*** Opening of Records ***
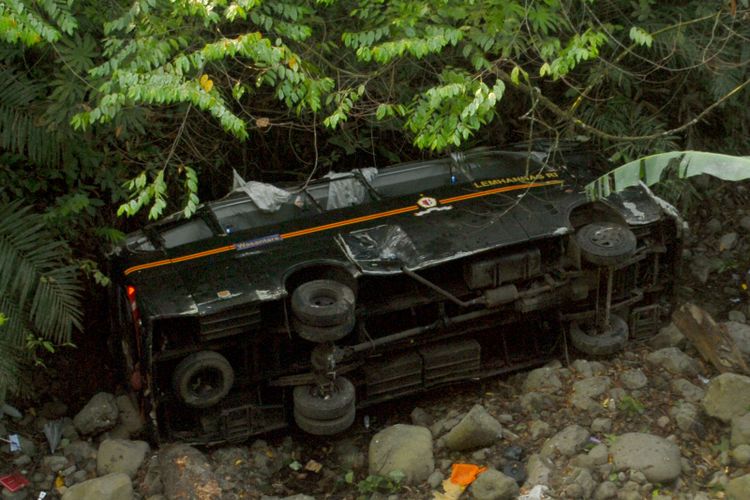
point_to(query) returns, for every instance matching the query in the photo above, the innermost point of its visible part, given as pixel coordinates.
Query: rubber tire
(192, 365)
(323, 303)
(309, 405)
(319, 334)
(606, 243)
(610, 342)
(326, 427)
*** Close of Records ***
**How to complete this task**. Repeat the material above exactly; any picture in it is left out.

**Written response**.
point_to(query) returns, for every instance matching the query in the photo above, the innermost point of its visible part, given as pixel coordinates.
Query: rubber tire
(192, 365)
(323, 303)
(309, 405)
(319, 334)
(606, 243)
(610, 342)
(326, 427)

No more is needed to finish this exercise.